Exercise directions.
Transcribe the data exactly. Leave nothing out.

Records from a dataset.
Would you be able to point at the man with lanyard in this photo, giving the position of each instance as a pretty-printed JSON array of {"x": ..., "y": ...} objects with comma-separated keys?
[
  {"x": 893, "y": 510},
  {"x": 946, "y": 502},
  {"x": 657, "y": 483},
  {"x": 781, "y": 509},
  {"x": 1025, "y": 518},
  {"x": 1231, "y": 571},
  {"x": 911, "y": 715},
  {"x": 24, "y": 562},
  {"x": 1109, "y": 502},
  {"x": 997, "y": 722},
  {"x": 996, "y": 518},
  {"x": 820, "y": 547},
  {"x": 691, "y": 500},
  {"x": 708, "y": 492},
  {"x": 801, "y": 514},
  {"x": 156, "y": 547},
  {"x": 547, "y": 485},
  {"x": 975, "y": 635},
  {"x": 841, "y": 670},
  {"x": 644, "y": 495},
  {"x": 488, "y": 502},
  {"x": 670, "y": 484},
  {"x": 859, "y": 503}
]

The answer.
Would you be able to point at the man with lanyard in this photo, giving the position of each instance as a pretty-printed JSON array of {"x": ..., "y": ...} objects with comma-separated keys?
[
  {"x": 893, "y": 510},
  {"x": 946, "y": 502},
  {"x": 657, "y": 483},
  {"x": 781, "y": 509},
  {"x": 1025, "y": 518},
  {"x": 1231, "y": 571},
  {"x": 911, "y": 715},
  {"x": 24, "y": 562},
  {"x": 1109, "y": 502},
  {"x": 997, "y": 722},
  {"x": 996, "y": 518},
  {"x": 820, "y": 547},
  {"x": 691, "y": 500},
  {"x": 708, "y": 492},
  {"x": 801, "y": 514},
  {"x": 156, "y": 547},
  {"x": 547, "y": 485},
  {"x": 975, "y": 635},
  {"x": 841, "y": 670},
  {"x": 644, "y": 495},
  {"x": 488, "y": 502},
  {"x": 670, "y": 484},
  {"x": 859, "y": 503}
]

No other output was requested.